### TEXT TO READ
------

Solid black stares back; move slightly to either side, and it catches the light, flaring into a gleaming, silvery, segmented skin of accumulated layerings, and then back to black. These overlapping patchworks of black on black seem to be feeling their way into their own darkness, in much the same way that one might move through a corridor or hallway in total blackness, step by cautious step, hands outstretched, ‘seeing’ with the fingertips in the dark. Without recourse to ‘picturing’, or to objects, or to symbols of any kind, the paintings’ darkness offers up an experience of enveloping sensuousness- tenderness, even- as the eye acclimatises to shifting depths and pulses of flaring light, and to the extraordinary range of nuance coaxed from the dialogue across the divide between paired panels, where the paint stops short of the raw canvas edges in a pale penumbra of thinned staining, or in smoky billows, or in a hard, crenelated borderline.

 

Despite their densities of black, these paintings feel open, where so many monochromes feel as if they have slammed shut. Here, the formal and colouristic resources of abstract painting are not reduced, but concentrated; not as ends in themselves, but as the means by which to make the attempt, in McKeever’s own words, ‘to feel and sense things [one] cannot put an immediate form to.’ In each of the ‘Henges’, the emphasis falls differently, uniquely, between what the paintings reveal and what they seem to conceal, between the sheer, undeniable thereness of their painted surfaces, and felt presences, indistinct, intangible, yet tantalisingly close.

------

### SUPPLIED INFORMATION

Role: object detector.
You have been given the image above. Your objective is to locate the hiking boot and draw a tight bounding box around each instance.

------

### GIVEN PROBLEM
Set down everything from "Despite their densities" down to "yet tantalisingly close." in the text on the black paintings, word for word. The lines that come after the text aren't needed for anything here.

### RESULT
Despite their densities of black, these paintings feel open, where so many monochromes feel as if they have slammed shut. Here, the formal and colouristic resources of abstract painting are not reduced, but concentrated; not as ends in themselves, but as the means by which to make the attempt, in McKeever’s own words, ‘to feel and sense things [one] cannot put an immediate form to.’ In each of the ‘Henges’, the emphasis falls differently, uniquely, between what the paintings reveal and what they seem to conceal, between the sheer, undeniable thereness of their painted surfaces, and felt presences, indistinct, intangible, yet tantalisingly close.